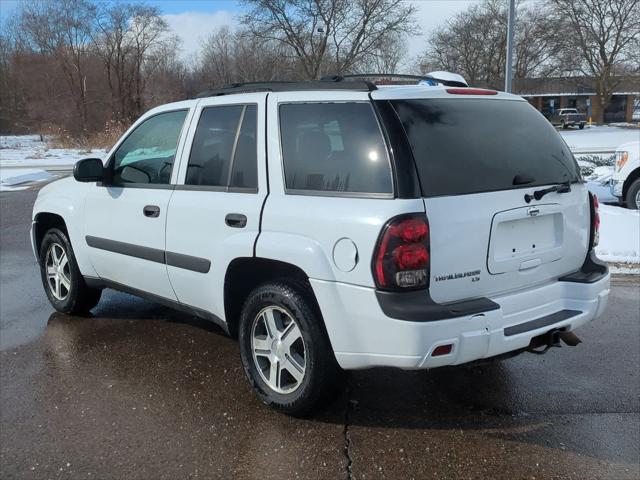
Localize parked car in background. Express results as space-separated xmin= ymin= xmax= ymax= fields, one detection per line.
xmin=549 ymin=108 xmax=587 ymax=130
xmin=31 ymin=77 xmax=609 ymax=414
xmin=611 ymin=141 xmax=640 ymax=210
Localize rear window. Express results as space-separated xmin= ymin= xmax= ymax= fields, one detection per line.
xmin=391 ymin=99 xmax=580 ymax=197
xmin=280 ymin=102 xmax=393 ymax=195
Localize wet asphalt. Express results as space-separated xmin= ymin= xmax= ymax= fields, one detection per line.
xmin=0 ymin=186 xmax=640 ymax=480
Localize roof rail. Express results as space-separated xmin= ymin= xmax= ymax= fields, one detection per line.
xmin=322 ymin=72 xmax=469 ymax=87
xmin=196 ymin=79 xmax=376 ymax=98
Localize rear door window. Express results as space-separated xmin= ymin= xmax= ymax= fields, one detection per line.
xmin=391 ymin=98 xmax=580 ymax=197
xmin=279 ymin=102 xmax=393 ymax=195
xmin=185 ymin=105 xmax=244 ymax=187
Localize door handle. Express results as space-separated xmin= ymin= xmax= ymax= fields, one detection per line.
xmin=224 ymin=213 xmax=247 ymax=228
xmin=142 ymin=205 xmax=160 ymax=218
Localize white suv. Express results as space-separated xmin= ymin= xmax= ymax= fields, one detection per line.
xmin=31 ymin=78 xmax=609 ymax=414
xmin=611 ymin=142 xmax=640 ymax=210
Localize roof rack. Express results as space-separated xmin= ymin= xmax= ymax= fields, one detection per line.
xmin=196 ymin=79 xmax=376 ymax=98
xmin=322 ymin=72 xmax=468 ymax=87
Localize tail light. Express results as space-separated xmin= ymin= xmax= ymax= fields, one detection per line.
xmin=616 ymin=151 xmax=629 ymax=171
xmin=589 ymin=193 xmax=600 ymax=248
xmin=372 ymin=213 xmax=431 ymax=290
xmin=447 ymin=87 xmax=498 ymax=95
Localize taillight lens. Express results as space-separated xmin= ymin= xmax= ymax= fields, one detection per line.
xmin=589 ymin=193 xmax=600 ymax=248
xmin=373 ymin=213 xmax=430 ymax=290
xmin=616 ymin=152 xmax=629 ymax=171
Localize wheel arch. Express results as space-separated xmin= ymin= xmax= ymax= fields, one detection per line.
xmin=224 ymin=257 xmax=326 ymax=338
xmin=33 ymin=212 xmax=71 ymax=261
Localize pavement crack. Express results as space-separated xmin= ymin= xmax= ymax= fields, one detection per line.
xmin=342 ymin=387 xmax=357 ymax=480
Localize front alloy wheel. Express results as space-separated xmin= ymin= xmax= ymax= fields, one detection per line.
xmin=238 ymin=279 xmax=344 ymax=416
xmin=251 ymin=306 xmax=306 ymax=394
xmin=39 ymin=228 xmax=102 ymax=315
xmin=45 ymin=243 xmax=71 ymax=301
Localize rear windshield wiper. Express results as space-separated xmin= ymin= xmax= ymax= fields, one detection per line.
xmin=524 ymin=180 xmax=571 ymax=203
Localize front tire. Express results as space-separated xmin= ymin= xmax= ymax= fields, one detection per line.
xmin=239 ymin=282 xmax=342 ymax=416
xmin=40 ymin=228 xmax=102 ymax=315
xmin=625 ymin=178 xmax=640 ymax=210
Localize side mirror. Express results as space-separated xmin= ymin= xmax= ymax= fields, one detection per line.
xmin=73 ymin=158 xmax=104 ymax=182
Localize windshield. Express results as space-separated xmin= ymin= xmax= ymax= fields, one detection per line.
xmin=384 ymin=98 xmax=580 ymax=197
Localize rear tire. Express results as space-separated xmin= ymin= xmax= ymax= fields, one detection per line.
xmin=239 ymin=281 xmax=343 ymax=416
xmin=40 ymin=228 xmax=102 ymax=315
xmin=625 ymin=178 xmax=640 ymax=210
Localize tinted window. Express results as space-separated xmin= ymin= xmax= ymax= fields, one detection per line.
xmin=280 ymin=103 xmax=393 ymax=193
xmin=229 ymin=105 xmax=258 ymax=189
xmin=113 ymin=110 xmax=187 ymax=184
xmin=392 ymin=99 xmax=579 ymax=196
xmin=185 ymin=105 xmax=244 ymax=187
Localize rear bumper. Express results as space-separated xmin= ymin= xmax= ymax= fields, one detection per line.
xmin=310 ymin=272 xmax=610 ymax=370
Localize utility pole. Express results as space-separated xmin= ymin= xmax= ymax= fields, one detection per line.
xmin=504 ymin=0 xmax=516 ymax=93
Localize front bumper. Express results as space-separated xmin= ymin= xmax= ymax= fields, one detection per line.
xmin=310 ymin=273 xmax=610 ymax=370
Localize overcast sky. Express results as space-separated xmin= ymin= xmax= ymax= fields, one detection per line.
xmin=0 ymin=0 xmax=479 ymax=64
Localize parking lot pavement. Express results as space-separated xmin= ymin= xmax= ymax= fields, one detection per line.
xmin=0 ymin=186 xmax=640 ymax=480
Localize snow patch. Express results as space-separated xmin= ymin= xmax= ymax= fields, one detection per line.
xmin=0 ymin=135 xmax=105 ymax=170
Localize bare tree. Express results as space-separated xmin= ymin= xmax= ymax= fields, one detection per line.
xmin=18 ymin=0 xmax=95 ymax=130
xmin=242 ymin=0 xmax=417 ymax=79
xmin=359 ymin=31 xmax=407 ymax=73
xmin=547 ymin=0 xmax=640 ymax=122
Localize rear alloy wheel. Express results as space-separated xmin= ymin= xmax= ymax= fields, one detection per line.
xmin=238 ymin=281 xmax=343 ymax=415
xmin=45 ymin=242 xmax=71 ymax=302
xmin=625 ymin=178 xmax=640 ymax=210
xmin=40 ymin=228 xmax=102 ymax=315
xmin=251 ymin=306 xmax=306 ymax=394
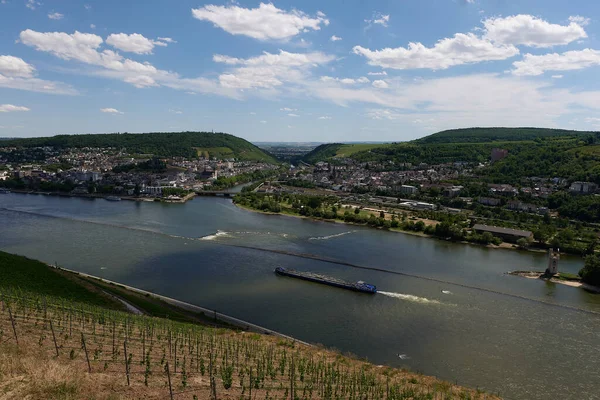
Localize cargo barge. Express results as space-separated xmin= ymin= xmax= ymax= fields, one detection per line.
xmin=275 ymin=267 xmax=377 ymax=294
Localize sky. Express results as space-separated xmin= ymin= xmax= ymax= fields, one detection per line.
xmin=0 ymin=0 xmax=600 ymax=142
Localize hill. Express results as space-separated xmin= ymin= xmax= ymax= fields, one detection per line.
xmin=0 ymin=252 xmax=497 ymax=400
xmin=2 ymin=132 xmax=276 ymax=163
xmin=414 ymin=128 xmax=591 ymax=144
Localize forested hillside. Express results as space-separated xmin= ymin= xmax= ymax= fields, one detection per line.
xmin=305 ymin=128 xmax=600 ymax=184
xmin=415 ymin=128 xmax=590 ymax=144
xmin=2 ymin=132 xmax=276 ymax=162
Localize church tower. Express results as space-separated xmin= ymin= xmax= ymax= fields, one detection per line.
xmin=546 ymin=249 xmax=560 ymax=275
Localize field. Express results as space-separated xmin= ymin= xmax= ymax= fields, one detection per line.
xmin=335 ymin=143 xmax=389 ymax=157
xmin=194 ymin=147 xmax=235 ymax=159
xmin=0 ymin=253 xmax=497 ymax=400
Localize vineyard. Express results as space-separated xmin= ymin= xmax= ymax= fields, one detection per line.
xmin=0 ymin=289 xmax=495 ymax=400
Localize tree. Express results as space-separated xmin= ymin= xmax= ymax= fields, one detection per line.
xmin=579 ymin=255 xmax=600 ymax=285
xmin=517 ymin=238 xmax=529 ymax=249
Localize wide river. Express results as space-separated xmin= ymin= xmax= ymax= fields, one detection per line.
xmin=0 ymin=194 xmax=600 ymax=399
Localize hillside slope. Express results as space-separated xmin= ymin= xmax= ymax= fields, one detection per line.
xmin=414 ymin=128 xmax=591 ymax=144
xmin=2 ymin=132 xmax=276 ymax=162
xmin=0 ymin=252 xmax=497 ymax=400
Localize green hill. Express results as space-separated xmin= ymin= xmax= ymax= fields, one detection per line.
xmin=415 ymin=128 xmax=590 ymax=144
xmin=2 ymin=132 xmax=276 ymax=163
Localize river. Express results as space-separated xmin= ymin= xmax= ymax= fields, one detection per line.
xmin=0 ymin=194 xmax=600 ymax=399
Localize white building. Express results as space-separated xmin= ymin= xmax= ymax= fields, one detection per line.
xmin=400 ymin=185 xmax=418 ymax=194
xmin=569 ymin=182 xmax=598 ymax=194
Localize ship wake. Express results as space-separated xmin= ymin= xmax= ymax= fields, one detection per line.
xmin=377 ymin=290 xmax=442 ymax=304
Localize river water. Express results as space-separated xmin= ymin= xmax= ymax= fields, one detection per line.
xmin=0 ymin=194 xmax=600 ymax=399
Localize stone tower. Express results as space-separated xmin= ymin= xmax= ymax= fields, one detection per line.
xmin=546 ymin=249 xmax=560 ymax=275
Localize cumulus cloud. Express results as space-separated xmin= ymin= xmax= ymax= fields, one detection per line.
xmin=352 ymin=33 xmax=519 ymax=70
xmin=19 ymin=29 xmax=234 ymax=98
xmin=0 ymin=56 xmax=35 ymax=78
xmin=213 ymin=50 xmax=335 ymax=89
xmin=365 ymin=12 xmax=390 ymax=28
xmin=48 ymin=12 xmax=64 ymax=20
xmin=192 ymin=3 xmax=329 ymax=40
xmin=512 ymin=49 xmax=600 ymax=75
xmin=0 ymin=55 xmax=77 ymax=94
xmin=372 ymin=80 xmax=390 ymax=89
xmin=320 ymin=76 xmax=371 ymax=85
xmin=353 ymin=14 xmax=588 ymax=70
xmin=106 ymin=33 xmax=172 ymax=54
xmin=100 ymin=108 xmax=124 ymax=114
xmin=0 ymin=104 xmax=30 ymax=112
xmin=483 ymin=14 xmax=587 ymax=47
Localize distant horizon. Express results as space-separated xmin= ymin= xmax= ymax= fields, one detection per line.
xmin=0 ymin=0 xmax=600 ymax=143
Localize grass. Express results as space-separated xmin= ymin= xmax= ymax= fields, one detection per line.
xmin=0 ymin=252 xmax=121 ymax=309
xmin=335 ymin=143 xmax=389 ymax=157
xmin=0 ymin=253 xmax=496 ymax=400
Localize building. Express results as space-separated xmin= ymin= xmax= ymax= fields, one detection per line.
xmin=491 ymin=148 xmax=508 ymax=162
xmin=399 ymin=185 xmax=418 ymax=194
xmin=506 ymin=200 xmax=538 ymax=212
xmin=477 ymin=197 xmax=500 ymax=206
xmin=442 ymin=186 xmax=463 ymax=198
xmin=473 ymin=224 xmax=533 ymax=243
xmin=569 ymin=182 xmax=598 ymax=194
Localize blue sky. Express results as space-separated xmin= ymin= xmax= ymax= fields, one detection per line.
xmin=0 ymin=0 xmax=600 ymax=142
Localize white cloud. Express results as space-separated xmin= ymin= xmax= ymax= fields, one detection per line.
xmin=372 ymin=80 xmax=390 ymax=89
xmin=48 ymin=12 xmax=64 ymax=20
xmin=512 ymin=49 xmax=600 ymax=75
xmin=25 ymin=0 xmax=42 ymax=10
xmin=106 ymin=33 xmax=167 ymax=54
xmin=192 ymin=3 xmax=329 ymax=40
xmin=569 ymin=15 xmax=590 ymax=26
xmin=366 ymin=108 xmax=402 ymax=120
xmin=483 ymin=14 xmax=587 ymax=47
xmin=0 ymin=56 xmax=77 ymax=94
xmin=320 ymin=76 xmax=371 ymax=85
xmin=0 ymin=56 xmax=35 ymax=78
xmin=100 ymin=108 xmax=124 ymax=114
xmin=157 ymin=37 xmax=177 ymax=43
xmin=19 ymin=29 xmax=234 ymax=98
xmin=365 ymin=12 xmax=390 ymax=28
xmin=352 ymin=33 xmax=519 ymax=70
xmin=0 ymin=104 xmax=30 ymax=112
xmin=213 ymin=50 xmax=335 ymax=89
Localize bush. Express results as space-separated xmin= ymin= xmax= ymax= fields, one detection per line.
xmin=579 ymin=255 xmax=600 ymax=286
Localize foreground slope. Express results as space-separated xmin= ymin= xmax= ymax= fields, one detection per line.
xmin=2 ymin=132 xmax=276 ymax=162
xmin=0 ymin=253 xmax=496 ymax=400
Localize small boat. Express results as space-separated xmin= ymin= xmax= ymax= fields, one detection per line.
xmin=275 ymin=267 xmax=377 ymax=294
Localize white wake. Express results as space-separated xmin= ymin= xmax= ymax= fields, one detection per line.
xmin=377 ymin=290 xmax=442 ymax=304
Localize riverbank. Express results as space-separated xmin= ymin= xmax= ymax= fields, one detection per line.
xmin=508 ymin=271 xmax=600 ymax=294
xmin=7 ymin=189 xmax=196 ymax=203
xmin=0 ymin=252 xmax=499 ymax=400
xmin=233 ymin=201 xmax=546 ymax=253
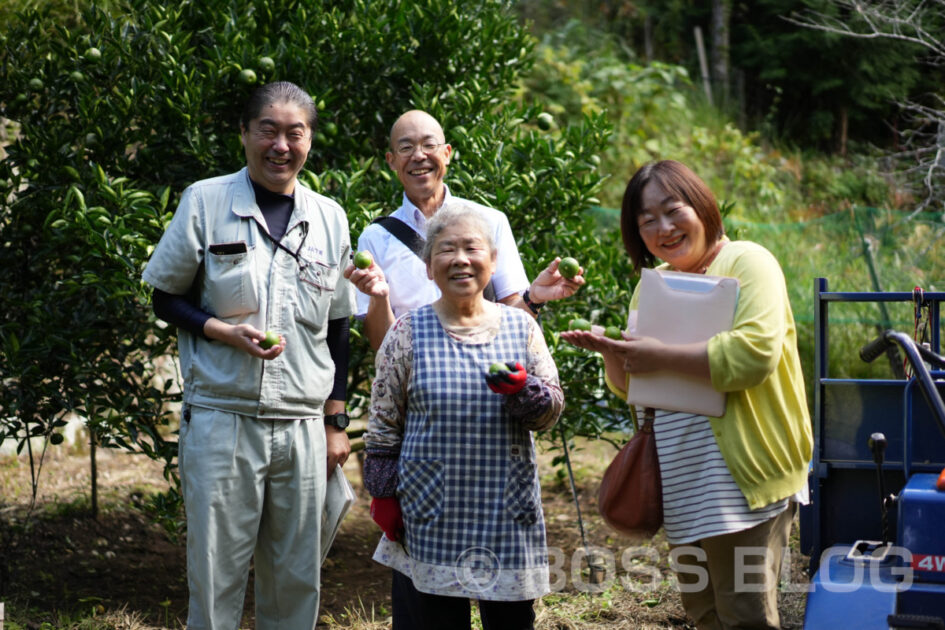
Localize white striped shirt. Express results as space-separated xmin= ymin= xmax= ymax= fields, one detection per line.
xmin=637 ymin=408 xmax=807 ymax=545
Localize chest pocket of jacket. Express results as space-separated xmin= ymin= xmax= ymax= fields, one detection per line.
xmin=295 ymin=260 xmax=339 ymax=329
xmin=201 ymin=248 xmax=259 ymax=318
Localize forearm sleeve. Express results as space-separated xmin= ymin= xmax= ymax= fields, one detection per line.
xmin=151 ymin=289 xmax=212 ymax=337
xmin=325 ymin=317 xmax=350 ymax=400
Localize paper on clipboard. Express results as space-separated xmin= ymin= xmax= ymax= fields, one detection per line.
xmin=321 ymin=465 xmax=358 ymax=564
xmin=627 ymin=269 xmax=738 ymax=417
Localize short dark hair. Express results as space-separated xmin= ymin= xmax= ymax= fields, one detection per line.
xmin=620 ymin=160 xmax=725 ymax=270
xmin=240 ymin=81 xmax=318 ymax=133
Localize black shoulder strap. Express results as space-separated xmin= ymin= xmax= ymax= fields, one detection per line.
xmin=372 ymin=217 xmax=424 ymax=256
xmin=371 ymin=216 xmax=496 ymax=302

· · · ·

▶ _WHAT THE EXERCISE ASKS_: Repeat exactly the lines above from the line that contains "Localize paper on" through the end. Include both of these ends; leave out everything else.

▶ _REPLY_:
Localize paper on clipboard. Express results as space-separated xmin= ymin= xmax= ymax= fields, one detection per line.
xmin=321 ymin=465 xmax=358 ymax=564
xmin=627 ymin=269 xmax=738 ymax=417
Localize short dark hair. Express results as space-separated xmin= ymin= xmax= ymax= fields, one detection per line.
xmin=620 ymin=160 xmax=725 ymax=270
xmin=240 ymin=81 xmax=318 ymax=133
Localize black shoulder strap. Express results as space-separated xmin= ymin= xmax= ymax= fields, one detection per line.
xmin=372 ymin=217 xmax=424 ymax=256
xmin=371 ymin=216 xmax=496 ymax=302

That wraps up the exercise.